表示データ -
▼

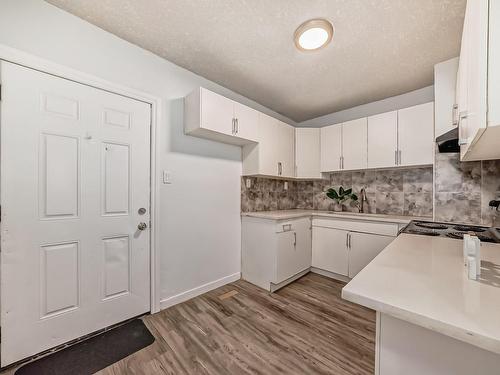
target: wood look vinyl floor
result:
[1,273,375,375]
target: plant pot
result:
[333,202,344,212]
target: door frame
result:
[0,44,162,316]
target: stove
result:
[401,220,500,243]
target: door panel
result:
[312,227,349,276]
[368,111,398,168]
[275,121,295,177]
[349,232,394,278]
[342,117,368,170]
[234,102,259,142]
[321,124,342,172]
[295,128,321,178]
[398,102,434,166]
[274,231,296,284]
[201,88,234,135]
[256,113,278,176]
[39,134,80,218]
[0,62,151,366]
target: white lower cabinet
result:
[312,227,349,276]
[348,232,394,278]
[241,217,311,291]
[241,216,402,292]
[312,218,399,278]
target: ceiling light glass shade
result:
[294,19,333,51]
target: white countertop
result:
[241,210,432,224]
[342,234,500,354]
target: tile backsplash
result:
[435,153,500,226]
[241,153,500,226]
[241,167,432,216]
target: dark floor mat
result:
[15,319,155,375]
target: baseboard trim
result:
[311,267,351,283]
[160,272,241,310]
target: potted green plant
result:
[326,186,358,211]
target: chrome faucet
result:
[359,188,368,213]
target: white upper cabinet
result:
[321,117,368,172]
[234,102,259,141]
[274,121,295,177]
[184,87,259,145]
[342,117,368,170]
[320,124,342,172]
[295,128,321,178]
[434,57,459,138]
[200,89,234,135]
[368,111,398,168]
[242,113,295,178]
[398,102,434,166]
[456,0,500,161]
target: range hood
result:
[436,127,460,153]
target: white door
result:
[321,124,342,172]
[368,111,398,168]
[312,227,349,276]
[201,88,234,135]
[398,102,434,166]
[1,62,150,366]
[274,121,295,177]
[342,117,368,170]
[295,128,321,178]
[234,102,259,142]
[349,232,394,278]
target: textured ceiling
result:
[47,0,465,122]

▲
▼

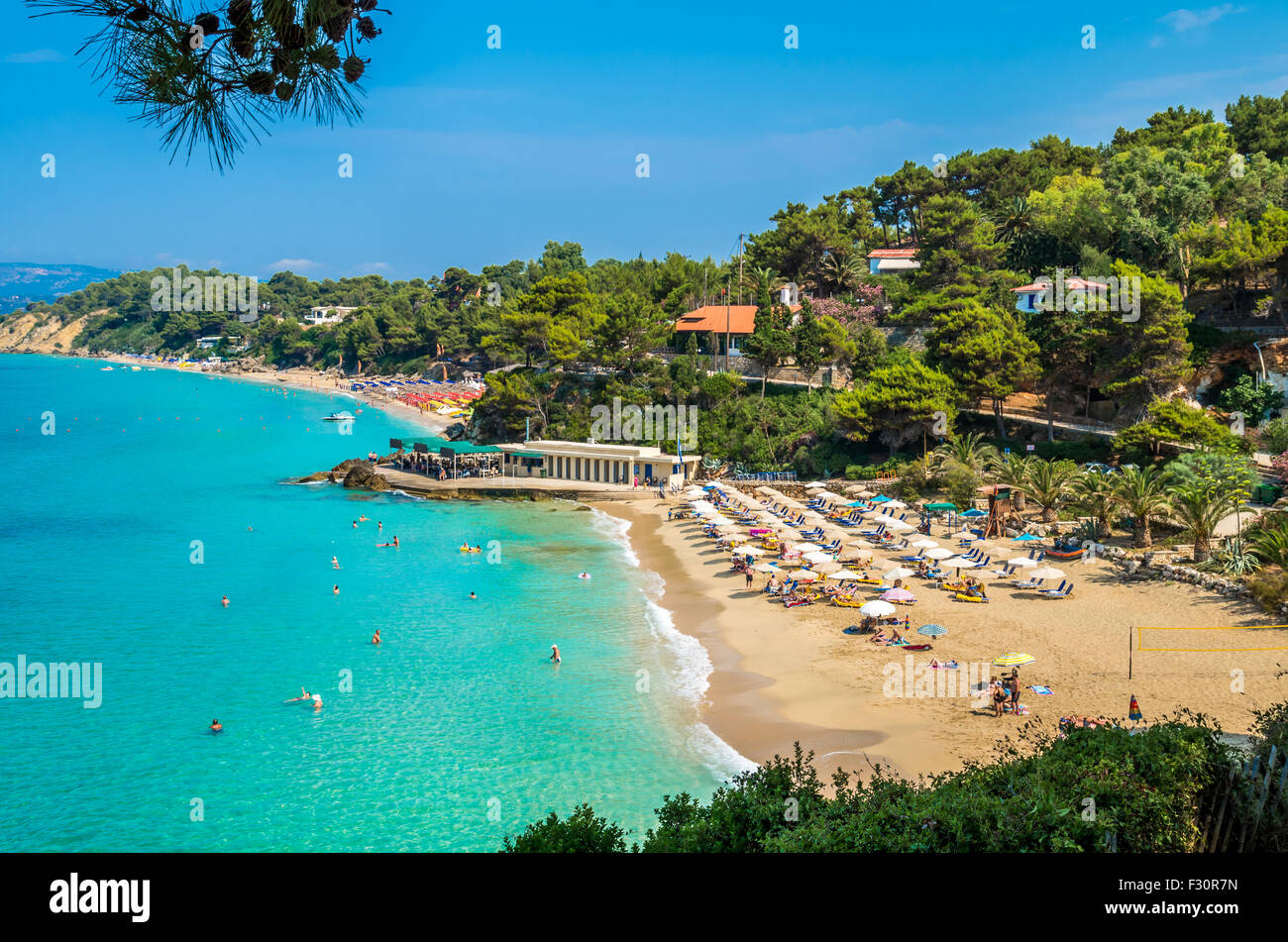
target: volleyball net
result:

▲
▼

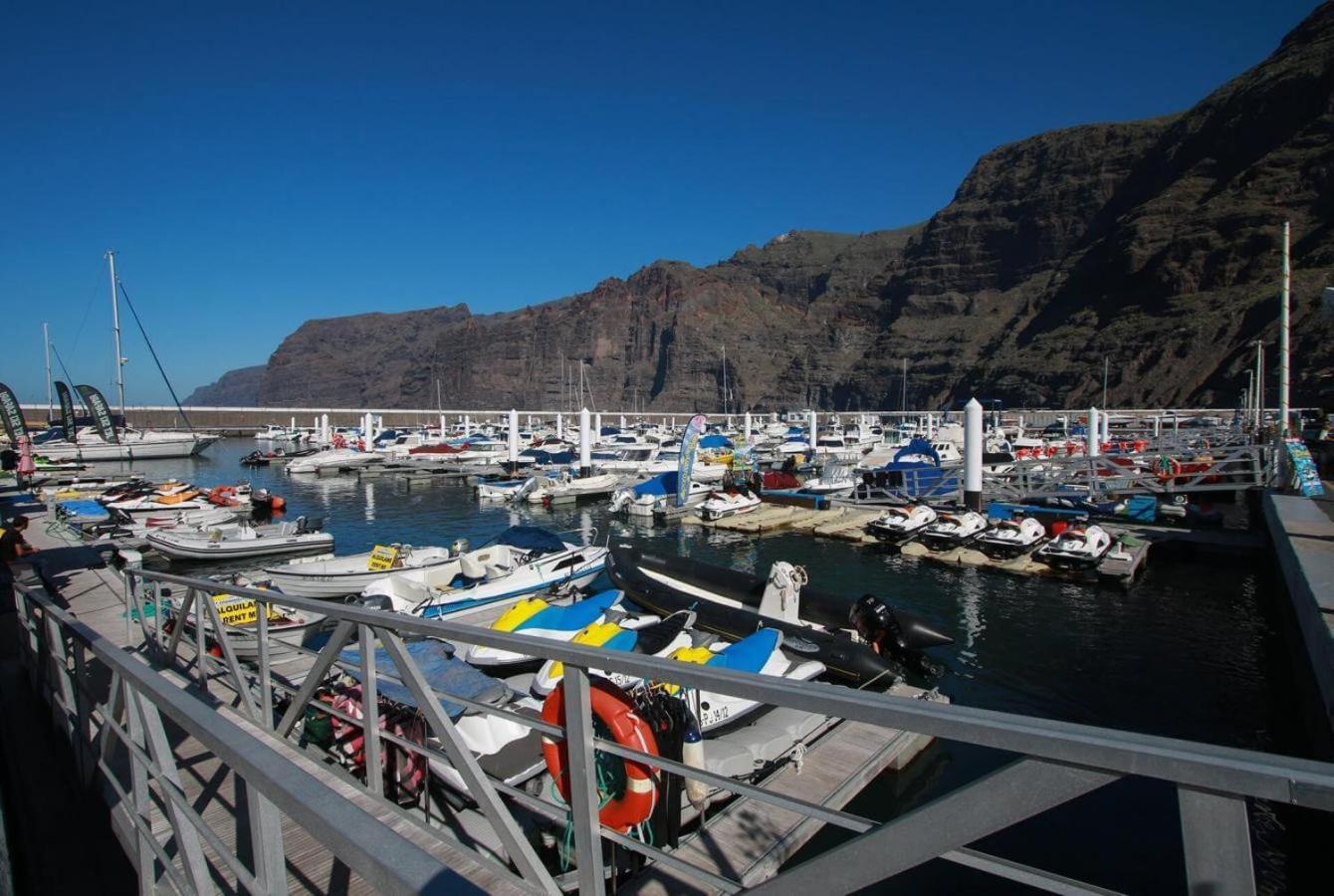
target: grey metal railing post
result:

▲

作業指示 - 上記の資料のうち、「target: wood look vinyl floor」を含む行から「[342,234,500,354]」を含む行までを、両端の行も含めて一字一句変えずに再出力せよ。

出力全文 -
target: wood look vinyl floor
result:
[1,273,375,375]
target: plant pot
result:
[333,202,344,212]
target: door frame
result:
[0,44,162,316]
target: stove
result:
[401,220,500,243]
target: door panel
result:
[312,227,349,276]
[368,111,398,168]
[275,121,295,177]
[349,232,394,278]
[342,117,368,170]
[234,102,259,142]
[321,124,342,172]
[295,128,321,178]
[398,102,434,166]
[274,231,296,284]
[201,88,234,135]
[256,113,278,176]
[39,134,80,218]
[0,62,151,366]
target: white lower cabinet
result:
[312,227,349,276]
[348,232,394,278]
[241,217,311,291]
[241,216,402,292]
[312,218,399,278]
target: ceiling light glass shade
result:
[294,19,333,51]
target: white countertop
result:
[241,210,432,224]
[342,234,500,354]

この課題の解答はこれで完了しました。